### Task goal
Convert the entries below into a numbered list, starting at their first line and ending at the line that contains "<point>54,20</point>". Leave out any blank lines.

[start Provided records]

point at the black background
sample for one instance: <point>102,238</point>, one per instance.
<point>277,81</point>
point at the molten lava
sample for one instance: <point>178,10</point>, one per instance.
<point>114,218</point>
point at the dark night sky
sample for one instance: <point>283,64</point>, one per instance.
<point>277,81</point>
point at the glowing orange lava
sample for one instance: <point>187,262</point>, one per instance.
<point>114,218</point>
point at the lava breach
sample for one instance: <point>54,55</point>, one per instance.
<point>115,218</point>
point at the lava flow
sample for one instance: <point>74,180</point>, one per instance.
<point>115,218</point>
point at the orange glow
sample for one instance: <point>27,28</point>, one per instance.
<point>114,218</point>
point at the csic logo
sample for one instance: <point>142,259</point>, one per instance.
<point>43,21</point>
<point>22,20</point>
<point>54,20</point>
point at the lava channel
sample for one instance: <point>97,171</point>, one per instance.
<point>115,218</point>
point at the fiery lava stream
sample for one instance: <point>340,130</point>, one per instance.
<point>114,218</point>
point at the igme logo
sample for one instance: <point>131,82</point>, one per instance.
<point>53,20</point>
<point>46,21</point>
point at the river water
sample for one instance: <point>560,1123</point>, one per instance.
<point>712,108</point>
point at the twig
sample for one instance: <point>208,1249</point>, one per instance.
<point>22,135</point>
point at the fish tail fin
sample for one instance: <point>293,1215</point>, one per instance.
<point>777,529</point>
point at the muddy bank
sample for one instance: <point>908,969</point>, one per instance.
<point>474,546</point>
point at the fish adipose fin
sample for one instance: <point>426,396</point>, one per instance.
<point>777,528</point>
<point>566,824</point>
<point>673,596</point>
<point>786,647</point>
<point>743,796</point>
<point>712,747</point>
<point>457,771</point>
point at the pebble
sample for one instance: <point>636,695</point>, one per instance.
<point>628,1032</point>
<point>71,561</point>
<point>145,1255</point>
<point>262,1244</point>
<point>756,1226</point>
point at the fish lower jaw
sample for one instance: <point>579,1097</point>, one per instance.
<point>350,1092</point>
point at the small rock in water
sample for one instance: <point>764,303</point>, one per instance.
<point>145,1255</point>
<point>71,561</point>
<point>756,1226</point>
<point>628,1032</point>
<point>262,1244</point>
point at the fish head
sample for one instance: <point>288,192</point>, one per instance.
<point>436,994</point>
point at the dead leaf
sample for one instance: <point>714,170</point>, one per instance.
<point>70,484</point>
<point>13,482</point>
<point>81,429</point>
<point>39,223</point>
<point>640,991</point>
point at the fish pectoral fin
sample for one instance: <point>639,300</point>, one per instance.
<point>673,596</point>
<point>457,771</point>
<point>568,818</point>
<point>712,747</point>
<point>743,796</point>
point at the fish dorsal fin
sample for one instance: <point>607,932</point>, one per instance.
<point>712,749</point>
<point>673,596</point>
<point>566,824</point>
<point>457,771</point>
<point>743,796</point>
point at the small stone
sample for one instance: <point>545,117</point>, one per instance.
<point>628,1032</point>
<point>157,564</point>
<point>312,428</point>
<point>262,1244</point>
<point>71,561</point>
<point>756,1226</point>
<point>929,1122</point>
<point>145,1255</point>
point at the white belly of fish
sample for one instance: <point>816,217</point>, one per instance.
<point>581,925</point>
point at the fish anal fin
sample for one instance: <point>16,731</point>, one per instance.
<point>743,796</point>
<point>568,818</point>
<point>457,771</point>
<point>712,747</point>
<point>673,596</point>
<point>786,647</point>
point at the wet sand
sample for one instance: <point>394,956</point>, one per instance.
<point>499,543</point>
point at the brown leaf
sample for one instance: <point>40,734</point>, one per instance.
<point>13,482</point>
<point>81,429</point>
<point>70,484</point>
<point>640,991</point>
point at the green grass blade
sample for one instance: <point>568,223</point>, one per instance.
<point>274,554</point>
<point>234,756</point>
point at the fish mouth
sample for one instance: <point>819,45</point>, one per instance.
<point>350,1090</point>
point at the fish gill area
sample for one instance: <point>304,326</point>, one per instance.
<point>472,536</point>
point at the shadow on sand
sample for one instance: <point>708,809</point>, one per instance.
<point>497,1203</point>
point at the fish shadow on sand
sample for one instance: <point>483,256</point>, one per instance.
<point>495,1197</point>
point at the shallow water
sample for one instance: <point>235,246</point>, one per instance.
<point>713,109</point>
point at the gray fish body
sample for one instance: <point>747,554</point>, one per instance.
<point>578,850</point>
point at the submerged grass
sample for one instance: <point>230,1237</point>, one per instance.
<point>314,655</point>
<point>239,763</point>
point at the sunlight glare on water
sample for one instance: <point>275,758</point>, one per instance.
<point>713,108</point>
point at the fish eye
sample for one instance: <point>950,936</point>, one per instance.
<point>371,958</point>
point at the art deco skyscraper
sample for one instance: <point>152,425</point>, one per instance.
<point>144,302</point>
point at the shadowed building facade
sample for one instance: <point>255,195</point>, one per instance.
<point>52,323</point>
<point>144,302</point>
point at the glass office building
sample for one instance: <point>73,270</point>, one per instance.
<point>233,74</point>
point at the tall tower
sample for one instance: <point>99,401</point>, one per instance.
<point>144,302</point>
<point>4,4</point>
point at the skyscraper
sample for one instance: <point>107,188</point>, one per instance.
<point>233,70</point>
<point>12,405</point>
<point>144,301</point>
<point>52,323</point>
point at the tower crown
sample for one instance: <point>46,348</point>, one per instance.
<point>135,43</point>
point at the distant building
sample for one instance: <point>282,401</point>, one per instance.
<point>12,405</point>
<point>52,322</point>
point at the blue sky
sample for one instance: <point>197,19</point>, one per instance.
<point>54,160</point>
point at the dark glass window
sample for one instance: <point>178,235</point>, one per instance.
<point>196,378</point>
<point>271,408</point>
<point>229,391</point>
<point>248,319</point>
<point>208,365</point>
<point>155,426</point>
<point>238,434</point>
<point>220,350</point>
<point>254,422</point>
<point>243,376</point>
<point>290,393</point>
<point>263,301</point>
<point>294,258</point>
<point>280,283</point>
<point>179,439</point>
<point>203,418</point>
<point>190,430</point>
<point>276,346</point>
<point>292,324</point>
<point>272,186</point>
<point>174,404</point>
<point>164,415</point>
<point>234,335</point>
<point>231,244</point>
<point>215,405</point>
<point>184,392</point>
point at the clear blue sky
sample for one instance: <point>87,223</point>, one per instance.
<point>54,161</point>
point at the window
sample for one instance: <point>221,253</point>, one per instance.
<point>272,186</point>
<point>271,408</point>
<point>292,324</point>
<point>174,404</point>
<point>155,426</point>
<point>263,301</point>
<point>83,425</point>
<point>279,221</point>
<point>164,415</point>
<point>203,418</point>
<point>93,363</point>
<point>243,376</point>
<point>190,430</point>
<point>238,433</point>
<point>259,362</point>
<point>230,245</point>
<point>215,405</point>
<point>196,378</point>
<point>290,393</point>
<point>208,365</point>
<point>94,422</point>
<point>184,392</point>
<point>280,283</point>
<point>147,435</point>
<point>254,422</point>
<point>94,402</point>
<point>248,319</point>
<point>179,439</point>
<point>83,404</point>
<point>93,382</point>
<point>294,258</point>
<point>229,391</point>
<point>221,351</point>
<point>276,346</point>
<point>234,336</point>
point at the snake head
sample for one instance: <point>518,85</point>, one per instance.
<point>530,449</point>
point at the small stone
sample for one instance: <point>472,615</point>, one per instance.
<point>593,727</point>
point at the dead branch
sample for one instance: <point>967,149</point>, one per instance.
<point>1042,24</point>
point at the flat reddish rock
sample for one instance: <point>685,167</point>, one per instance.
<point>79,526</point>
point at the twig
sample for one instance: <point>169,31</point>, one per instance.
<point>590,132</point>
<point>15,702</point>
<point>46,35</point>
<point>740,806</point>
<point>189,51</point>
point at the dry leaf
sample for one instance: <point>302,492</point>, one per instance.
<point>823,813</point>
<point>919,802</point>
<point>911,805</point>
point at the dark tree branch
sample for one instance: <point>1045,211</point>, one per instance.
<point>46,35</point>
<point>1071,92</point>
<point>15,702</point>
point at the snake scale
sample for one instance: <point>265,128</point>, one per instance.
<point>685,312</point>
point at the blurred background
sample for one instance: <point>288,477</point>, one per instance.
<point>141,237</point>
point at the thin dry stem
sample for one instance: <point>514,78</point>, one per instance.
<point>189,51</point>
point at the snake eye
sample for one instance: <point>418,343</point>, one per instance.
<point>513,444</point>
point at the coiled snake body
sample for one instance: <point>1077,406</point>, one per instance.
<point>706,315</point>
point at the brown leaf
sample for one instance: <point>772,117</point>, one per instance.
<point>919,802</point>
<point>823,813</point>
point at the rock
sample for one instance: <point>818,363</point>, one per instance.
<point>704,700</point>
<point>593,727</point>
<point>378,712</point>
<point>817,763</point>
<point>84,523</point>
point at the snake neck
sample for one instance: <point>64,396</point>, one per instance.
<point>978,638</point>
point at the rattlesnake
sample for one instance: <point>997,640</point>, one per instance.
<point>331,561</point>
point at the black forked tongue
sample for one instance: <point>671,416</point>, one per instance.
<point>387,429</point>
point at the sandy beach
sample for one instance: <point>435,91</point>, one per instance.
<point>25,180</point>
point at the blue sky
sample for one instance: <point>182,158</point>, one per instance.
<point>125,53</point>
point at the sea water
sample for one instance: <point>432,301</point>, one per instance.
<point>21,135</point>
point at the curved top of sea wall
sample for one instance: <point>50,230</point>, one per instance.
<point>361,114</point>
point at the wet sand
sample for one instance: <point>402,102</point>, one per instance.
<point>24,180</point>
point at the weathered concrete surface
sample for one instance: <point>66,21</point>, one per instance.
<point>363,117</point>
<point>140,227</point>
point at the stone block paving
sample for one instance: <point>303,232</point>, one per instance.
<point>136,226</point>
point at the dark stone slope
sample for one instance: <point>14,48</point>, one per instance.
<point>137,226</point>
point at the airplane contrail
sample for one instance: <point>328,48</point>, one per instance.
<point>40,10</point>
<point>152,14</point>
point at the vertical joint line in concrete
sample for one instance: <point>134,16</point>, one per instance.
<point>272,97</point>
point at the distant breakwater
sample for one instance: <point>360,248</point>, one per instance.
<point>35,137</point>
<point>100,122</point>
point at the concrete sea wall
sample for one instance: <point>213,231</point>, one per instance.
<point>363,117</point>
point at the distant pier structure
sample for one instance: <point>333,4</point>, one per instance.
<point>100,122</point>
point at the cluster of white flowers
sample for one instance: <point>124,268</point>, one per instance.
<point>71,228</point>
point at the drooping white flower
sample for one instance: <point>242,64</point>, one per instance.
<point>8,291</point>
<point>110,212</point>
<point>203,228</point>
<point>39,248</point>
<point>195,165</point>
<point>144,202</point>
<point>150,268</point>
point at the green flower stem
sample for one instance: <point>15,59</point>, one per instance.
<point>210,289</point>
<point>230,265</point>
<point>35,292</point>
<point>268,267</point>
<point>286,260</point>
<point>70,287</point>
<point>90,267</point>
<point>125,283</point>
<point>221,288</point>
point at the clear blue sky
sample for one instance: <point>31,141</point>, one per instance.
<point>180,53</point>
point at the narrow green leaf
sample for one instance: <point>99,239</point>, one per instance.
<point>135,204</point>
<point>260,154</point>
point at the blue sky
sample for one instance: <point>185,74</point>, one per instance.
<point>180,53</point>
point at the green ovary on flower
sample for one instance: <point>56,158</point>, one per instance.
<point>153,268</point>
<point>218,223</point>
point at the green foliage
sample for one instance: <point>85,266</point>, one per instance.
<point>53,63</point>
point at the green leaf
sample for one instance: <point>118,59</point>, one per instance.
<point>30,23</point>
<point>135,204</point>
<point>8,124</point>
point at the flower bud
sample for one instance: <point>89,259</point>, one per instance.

[end Provided records]

### Complete response
1. point at the black background
2. sample for one instance: <point>102,238</point>, one per instance.
3. <point>277,81</point>
4. point at the molten lava
5. sample for one instance: <point>178,10</point>, one per instance.
6. <point>114,218</point>
7. point at the dark night sky
8. sample for one instance: <point>283,64</point>, one per instance.
9. <point>277,81</point>
10. point at the glowing orange lava
11. sample for one instance: <point>187,262</point>, one per instance.
12. <point>114,218</point>
13. point at the lava breach
14. sample for one instance: <point>54,55</point>, one per instance.
15. <point>115,218</point>
16. point at the lava flow
17. sample for one instance: <point>74,180</point>, one per instance.
18. <point>115,218</point>
19. point at the orange glow
20. sample for one instance: <point>27,28</point>, one per instance.
21. <point>114,218</point>
22. point at the csic logo
23. sample for one instance: <point>142,259</point>, one per instance.
24. <point>43,21</point>
25. <point>22,20</point>
26. <point>54,20</point>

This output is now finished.